[[ Supplied text open ]]

Barnabas was orphaned as an infant, and was adopted by Sister Madge Grandy, a nurse working in the village of Pathra, where Barnabas therefore grew up. He was a good student at school, and earned a place to study medicine in Patna. Once qualified, he worked for a short time in St Luke's Hospital, but he was keen to specialise in paediatrics and to gain experience in the UK. He was able to get training posts in Cardiff and in the south of England for the next 4 years, and passed the Diploma in Child Health before returning to work full time at St Luke's, alongside Bryan and Helen Thompson, Dr Snigdha Sircar, and a succession of other doctors. His expertise was much appreciated and he lightened the workload of his colleagues considerably. Soon after his return to Hiranpur, his marriage to Staff nurse Sunitha was arranged, which was a joyful occasion. In the following years, they had 4 sons who were a great joy to them.

Family life was not always easy, as Sunitha took a govt post as a ward sister in Bokaro, and the boys were sent to different boarding schools, all requiring quite a lot of travel to take them there and to bring them home. After Madge Grandy passed away, another lady who had cared

 

for Barnabas, called Martha, came to live with him, and was a maternal figure to him. After she had also died, an aunt called Shanti lived with the family, and this was a help in the times that Sunitha was working away. Christmas holidays, when all the family could be together, were particularly happy, though this was also the time when the hospital was often at its busiest.

[[ Supplied text closed ]]
[[ Available data open ]]

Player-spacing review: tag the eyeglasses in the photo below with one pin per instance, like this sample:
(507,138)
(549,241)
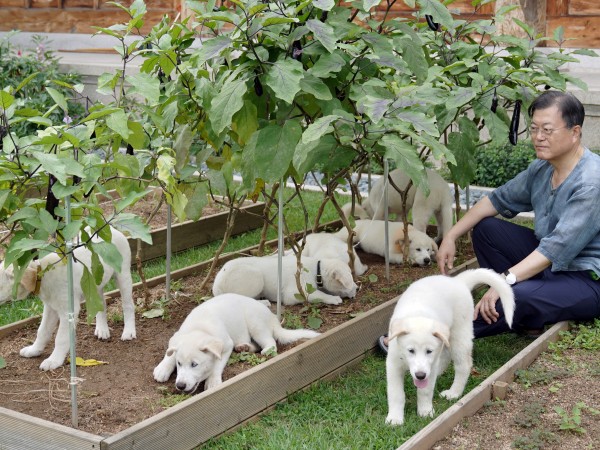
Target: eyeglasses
(547,132)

[[ Available data closed ]]

● **Activity A**
In the account of Barnabas's life, what diploma did he pass during his years of training in the UK?
● **Activity B**
Resume the account of Barnabas's life, carrying on from its final sentence.

● **Written reply A**
The Diploma in Child Health.

● **Written reply B**
 

Barnabas was a conscientious and helpful colleague in hospital, as well as a supportive church member, taking his turn to preach, and lead worship and prayer meetings. Although he always gave the impression that he would have preferred to carry on as a clinician working as part of a medical team, in the hour of need, he willingly took on the post of medical superintendent, when the time came for Bryan and Helen to retire. These were difficult times, when attracting medical staff to such a rural hospital, and support from the diocesan authorities was lacking, but Barnabas persevered, and put his work and responsibility way above personal preference, family convenience and even his own health and well being. On the Bishop's advice, he closed the hospital when Sunitha's health deteriorated, and she passed away. This was a great sadness to the whole family, but still Barnabas tried to do what he could for patients seeking help.

 

When Shubhro and Elisabeth restarted clinical work at St Lukes in September 2015

 

Dr Murmu returned to clinical work gladly serving alongside them, and once again took up the role

 

of Medical Superintendent, with Shubhro as Clinical Director.

 

Only when his own health was significantly affected, and Dr Murmu needed to be cared for by his sons, did he stop working.

Barnabas was a warm, gentle  and modest man who lived a life of service., never having ambitions to climb a career ladder or to place himself above others. He is remembered by many, with gratitude to God and with much respect and affection

Thanks for generosity of Christian friends in Dumka - Life Builders Community Trust (LBC)

 

PPE

Not only in the NHS have stories of inadequate PPE been told - it is the same all over the world.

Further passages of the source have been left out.